Problem 1: Name every sports league that, according to the article about Fanatics, granted the company trading card rights.
Problem 2: Reproduce word for word the part of the article about Fanatics between "Most notably, Fanatics’" and "an anticipated IPO.", inclusive.

Source passage:
┏━━
$18 billion Fanatics prepares for IPO — here’s what’s next for the


Fanatics Founder/Executive Chairman Michael Rubin attends Fanatics Super Bowl Party at College Football Hall of Fame on February 2, 2019 in Atlanta, Georgia.

Mike Coppola | Getty Images

Sports merchandising company Fanatics shocked the sports world last month after securing trading card rights for Major League Baseball, the National Football league and the National Basketball Association.

Most notably, Fanatics’ deal with MLB terminated a decades-long partnership with Topps and possibly caused the end of Topps’ plans to go public through a SPAC with Mudrick Capital Acquisition Corp. II. It also sent Topps owner and former Disney CEO Michael Eisner back to the drawing board to contemplate the next move — if there is one. Panini, which had the NFL trading card license since 2016 and NBA’s since 2009, will also lose rights to Fanatics.

The string of deals highlights how Fanatics, under CEO Michael Rubin, plans to expand beyond the sportswear and into collectibles, sports betting and even broadcasting sports games. It’s already attracted big-name investors like Jay-Z to go along with its $18 billion private valuation ahead of an anticipated IPO.
┗━━
Stored data entries:
┏━━
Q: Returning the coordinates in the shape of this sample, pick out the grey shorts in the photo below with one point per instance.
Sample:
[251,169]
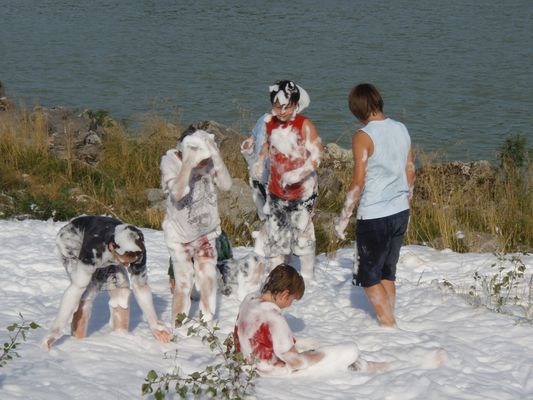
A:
[289,226]
[378,243]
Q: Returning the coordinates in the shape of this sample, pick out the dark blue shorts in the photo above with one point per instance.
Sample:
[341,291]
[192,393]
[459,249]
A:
[378,244]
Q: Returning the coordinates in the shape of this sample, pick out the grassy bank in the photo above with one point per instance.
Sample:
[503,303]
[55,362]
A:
[445,213]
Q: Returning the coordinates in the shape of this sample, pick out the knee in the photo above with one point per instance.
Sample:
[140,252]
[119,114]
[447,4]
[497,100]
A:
[120,298]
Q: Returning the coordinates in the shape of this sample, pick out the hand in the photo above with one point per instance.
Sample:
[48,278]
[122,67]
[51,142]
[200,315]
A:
[290,178]
[257,169]
[247,145]
[161,332]
[189,157]
[306,344]
[340,227]
[50,339]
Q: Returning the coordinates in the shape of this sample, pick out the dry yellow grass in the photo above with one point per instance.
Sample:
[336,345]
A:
[31,179]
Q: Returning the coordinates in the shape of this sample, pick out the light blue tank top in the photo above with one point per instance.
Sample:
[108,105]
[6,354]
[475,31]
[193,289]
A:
[386,190]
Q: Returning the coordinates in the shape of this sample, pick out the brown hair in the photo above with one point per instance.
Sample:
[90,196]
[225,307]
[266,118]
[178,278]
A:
[285,277]
[364,99]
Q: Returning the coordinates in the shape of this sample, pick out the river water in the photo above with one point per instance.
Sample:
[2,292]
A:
[458,74]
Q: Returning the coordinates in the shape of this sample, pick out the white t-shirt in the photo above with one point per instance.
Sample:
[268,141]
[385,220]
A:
[196,214]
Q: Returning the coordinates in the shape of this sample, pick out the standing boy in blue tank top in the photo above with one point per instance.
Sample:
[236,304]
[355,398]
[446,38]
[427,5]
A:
[383,180]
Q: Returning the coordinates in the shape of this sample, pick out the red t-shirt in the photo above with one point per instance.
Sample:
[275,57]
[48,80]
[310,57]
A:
[287,152]
[262,332]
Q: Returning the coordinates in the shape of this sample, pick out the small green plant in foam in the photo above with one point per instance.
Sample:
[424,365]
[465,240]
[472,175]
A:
[232,378]
[16,331]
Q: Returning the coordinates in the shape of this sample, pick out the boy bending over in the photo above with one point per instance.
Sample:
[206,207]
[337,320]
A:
[97,252]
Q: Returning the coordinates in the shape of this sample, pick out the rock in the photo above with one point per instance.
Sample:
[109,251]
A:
[154,195]
[71,136]
[332,151]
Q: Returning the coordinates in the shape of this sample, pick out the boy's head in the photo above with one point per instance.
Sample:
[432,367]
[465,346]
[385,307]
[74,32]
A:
[285,93]
[284,278]
[365,100]
[287,98]
[194,140]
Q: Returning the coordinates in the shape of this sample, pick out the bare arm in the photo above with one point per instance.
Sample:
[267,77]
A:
[259,165]
[362,148]
[410,172]
[175,175]
[298,361]
[143,294]
[222,176]
[80,278]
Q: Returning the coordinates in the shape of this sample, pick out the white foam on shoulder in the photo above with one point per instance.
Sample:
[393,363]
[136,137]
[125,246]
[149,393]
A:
[125,238]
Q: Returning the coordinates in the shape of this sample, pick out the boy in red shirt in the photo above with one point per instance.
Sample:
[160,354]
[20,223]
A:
[262,334]
[293,149]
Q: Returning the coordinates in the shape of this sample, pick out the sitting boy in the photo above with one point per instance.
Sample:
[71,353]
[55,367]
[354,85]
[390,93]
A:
[97,252]
[263,335]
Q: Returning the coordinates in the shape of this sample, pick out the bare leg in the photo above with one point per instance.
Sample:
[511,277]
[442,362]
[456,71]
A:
[120,318]
[378,297]
[390,288]
[81,318]
[172,284]
[181,299]
[207,283]
[307,266]
[119,306]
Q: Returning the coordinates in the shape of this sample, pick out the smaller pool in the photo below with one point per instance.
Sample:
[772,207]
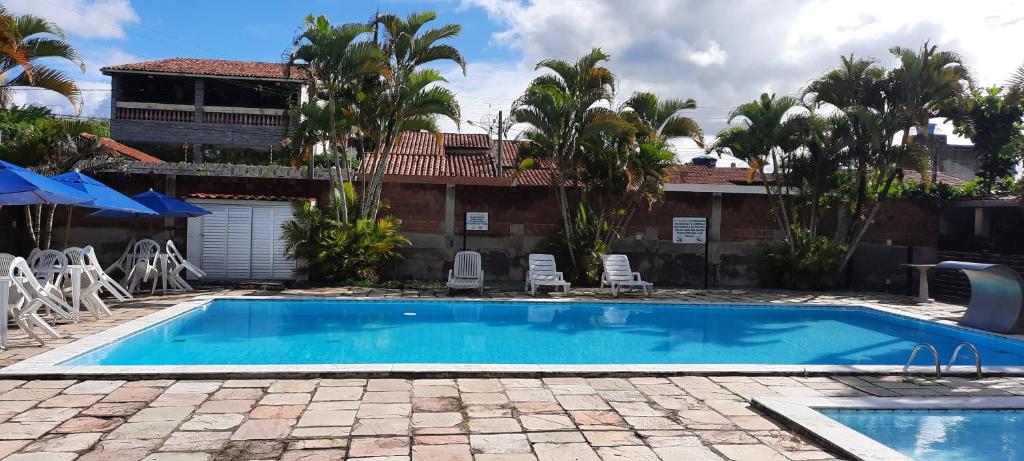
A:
[941,434]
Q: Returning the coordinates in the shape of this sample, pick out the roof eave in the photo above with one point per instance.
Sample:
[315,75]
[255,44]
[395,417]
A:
[109,71]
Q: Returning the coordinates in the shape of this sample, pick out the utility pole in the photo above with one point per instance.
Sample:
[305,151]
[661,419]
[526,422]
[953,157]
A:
[501,133]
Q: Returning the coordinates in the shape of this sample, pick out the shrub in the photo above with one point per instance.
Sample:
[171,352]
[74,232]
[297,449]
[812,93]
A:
[589,229]
[336,252]
[811,263]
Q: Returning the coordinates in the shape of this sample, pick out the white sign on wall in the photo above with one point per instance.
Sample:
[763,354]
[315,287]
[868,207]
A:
[689,229]
[476,220]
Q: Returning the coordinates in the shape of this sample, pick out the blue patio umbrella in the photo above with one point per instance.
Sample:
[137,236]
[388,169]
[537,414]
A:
[23,186]
[105,198]
[164,207]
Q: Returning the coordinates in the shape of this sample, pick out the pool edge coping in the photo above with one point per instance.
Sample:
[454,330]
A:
[46,364]
[800,414]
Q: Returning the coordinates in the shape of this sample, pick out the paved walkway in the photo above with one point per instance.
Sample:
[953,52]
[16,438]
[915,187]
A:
[556,419]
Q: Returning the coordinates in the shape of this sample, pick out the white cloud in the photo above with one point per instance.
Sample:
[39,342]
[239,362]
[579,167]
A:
[723,55]
[86,18]
[713,55]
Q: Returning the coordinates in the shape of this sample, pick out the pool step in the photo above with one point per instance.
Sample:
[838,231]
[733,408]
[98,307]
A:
[977,358]
[938,362]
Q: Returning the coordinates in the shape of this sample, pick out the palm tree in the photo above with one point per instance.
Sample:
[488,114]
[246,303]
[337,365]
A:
[412,98]
[664,119]
[24,41]
[562,108]
[769,129]
[336,60]
[928,84]
[1015,87]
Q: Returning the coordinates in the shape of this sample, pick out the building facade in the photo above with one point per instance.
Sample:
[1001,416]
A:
[203,110]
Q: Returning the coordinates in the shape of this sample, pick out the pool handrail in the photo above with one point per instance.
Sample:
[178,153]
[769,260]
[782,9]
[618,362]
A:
[996,296]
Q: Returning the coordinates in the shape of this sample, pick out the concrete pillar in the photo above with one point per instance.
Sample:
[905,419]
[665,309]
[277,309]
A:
[115,96]
[715,238]
[450,221]
[200,99]
[982,222]
[170,190]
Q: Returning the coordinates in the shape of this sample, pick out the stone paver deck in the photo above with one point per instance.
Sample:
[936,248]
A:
[508,419]
[551,419]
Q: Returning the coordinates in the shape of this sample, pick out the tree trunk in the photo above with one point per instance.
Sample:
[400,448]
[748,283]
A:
[566,221]
[341,215]
[49,227]
[377,180]
[867,222]
[30,225]
[68,225]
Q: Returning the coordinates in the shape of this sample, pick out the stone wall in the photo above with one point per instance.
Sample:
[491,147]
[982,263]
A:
[520,221]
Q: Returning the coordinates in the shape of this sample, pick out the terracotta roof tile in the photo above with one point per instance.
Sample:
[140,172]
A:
[418,143]
[123,150]
[189,66]
[467,140]
[249,197]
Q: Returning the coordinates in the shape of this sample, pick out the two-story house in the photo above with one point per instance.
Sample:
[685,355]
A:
[189,109]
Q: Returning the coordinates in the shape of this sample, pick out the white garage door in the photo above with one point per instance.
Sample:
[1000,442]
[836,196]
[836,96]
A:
[241,240]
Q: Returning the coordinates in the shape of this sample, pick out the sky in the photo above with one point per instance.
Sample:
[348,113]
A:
[719,53]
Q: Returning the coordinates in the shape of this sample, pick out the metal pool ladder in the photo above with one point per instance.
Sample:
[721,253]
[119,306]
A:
[935,354]
[977,358]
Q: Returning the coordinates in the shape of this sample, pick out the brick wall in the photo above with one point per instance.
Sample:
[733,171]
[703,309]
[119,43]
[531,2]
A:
[520,220]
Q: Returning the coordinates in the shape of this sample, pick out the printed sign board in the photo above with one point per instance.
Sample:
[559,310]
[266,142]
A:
[689,229]
[476,220]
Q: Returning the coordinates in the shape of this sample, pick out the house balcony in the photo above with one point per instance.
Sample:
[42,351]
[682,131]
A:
[151,122]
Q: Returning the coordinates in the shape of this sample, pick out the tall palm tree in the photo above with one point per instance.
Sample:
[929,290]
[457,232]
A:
[561,108]
[928,84]
[1015,87]
[660,118]
[336,59]
[768,129]
[412,98]
[25,40]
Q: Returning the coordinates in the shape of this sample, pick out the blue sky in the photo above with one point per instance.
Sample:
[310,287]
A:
[719,53]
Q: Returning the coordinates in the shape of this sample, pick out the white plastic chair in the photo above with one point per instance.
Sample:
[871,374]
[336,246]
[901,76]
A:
[619,275]
[144,265]
[90,287]
[176,265]
[50,267]
[26,313]
[467,273]
[542,271]
[74,255]
[124,262]
[108,282]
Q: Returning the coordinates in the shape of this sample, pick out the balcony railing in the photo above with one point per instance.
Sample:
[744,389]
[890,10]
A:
[155,115]
[245,119]
[211,114]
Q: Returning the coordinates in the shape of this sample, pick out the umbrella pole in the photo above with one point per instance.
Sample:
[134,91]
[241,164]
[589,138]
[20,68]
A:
[68,225]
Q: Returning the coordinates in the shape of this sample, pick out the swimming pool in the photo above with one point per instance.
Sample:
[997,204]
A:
[941,434]
[925,428]
[254,332]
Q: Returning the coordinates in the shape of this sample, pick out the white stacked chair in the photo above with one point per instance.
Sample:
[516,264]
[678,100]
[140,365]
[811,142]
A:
[124,262]
[49,268]
[467,273]
[177,265]
[543,271]
[104,280]
[32,298]
[90,289]
[619,275]
[144,265]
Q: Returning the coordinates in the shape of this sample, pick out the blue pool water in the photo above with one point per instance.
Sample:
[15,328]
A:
[941,434]
[257,332]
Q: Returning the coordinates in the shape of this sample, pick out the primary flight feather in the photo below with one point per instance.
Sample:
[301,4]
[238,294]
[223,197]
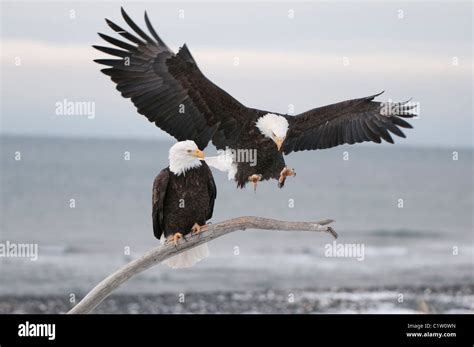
┗━━
Answer 1: Major League Baseball, the National Football League, and the National Basketball Association.

Answer 2:
Most notably, Fanatics’ deal with MLB terminated a decades-long partnership with Topps and possibly caused the end of Topps’ plans to go public through a SPAC with Mudrick Capital Acquisition Corp. II. It also sent Topps owner and former Disney CEO Michael Eisner back to the drawing board to contemplate the next move — if there is one. Panini, which had the NFL trading card license since 2016 and NBA’s since 2009, will also lose rights to Fanatics.

The string of deals highlights how Fanatics, under CEO Michael Rubin, plans to expand beyond the sportswear and into collectibles, sports betting and even broadcasting sports games. It’s already attracted big-name investors like Jay-Z to go along with its $18 billion private valuation ahead of an anticipated IPO.